- [What is required]: Beginning at the line containing "of the arched", print every line until the records end, keeping each exactly as it is.
Records START
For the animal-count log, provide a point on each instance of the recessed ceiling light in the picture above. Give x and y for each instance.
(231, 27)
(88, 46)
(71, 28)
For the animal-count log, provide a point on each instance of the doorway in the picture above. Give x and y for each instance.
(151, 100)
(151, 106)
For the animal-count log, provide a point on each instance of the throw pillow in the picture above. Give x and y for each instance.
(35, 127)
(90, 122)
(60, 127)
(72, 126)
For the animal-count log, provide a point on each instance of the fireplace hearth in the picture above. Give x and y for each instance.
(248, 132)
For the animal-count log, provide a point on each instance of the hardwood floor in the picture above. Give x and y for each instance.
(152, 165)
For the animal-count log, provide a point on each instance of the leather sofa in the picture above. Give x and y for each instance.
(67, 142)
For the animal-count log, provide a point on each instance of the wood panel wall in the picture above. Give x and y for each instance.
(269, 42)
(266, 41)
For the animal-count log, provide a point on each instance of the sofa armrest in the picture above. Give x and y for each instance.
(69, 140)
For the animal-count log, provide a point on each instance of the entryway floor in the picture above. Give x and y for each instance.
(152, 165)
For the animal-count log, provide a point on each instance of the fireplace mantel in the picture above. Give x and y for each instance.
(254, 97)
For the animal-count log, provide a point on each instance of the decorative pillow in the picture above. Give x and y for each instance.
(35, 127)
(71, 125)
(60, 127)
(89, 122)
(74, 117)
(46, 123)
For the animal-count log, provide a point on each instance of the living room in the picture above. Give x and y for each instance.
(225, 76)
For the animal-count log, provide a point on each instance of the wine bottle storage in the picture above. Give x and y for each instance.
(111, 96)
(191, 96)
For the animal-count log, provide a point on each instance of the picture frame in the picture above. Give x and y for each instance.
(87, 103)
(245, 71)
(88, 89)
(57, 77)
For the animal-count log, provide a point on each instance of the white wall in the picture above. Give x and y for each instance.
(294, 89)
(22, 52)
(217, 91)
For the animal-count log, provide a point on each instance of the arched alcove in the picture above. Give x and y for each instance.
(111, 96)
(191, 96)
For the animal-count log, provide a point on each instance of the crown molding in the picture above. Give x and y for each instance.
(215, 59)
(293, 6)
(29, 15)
Records END
- [Reply]:
For the animal-count log, provide a point on each instance of the arched alcove in the picture above. Give x and y for each instance.
(111, 96)
(191, 96)
For the animal-count log, provide a point on each instance of the crown molding in the picture above. Give x and y for each instance.
(215, 59)
(293, 6)
(29, 15)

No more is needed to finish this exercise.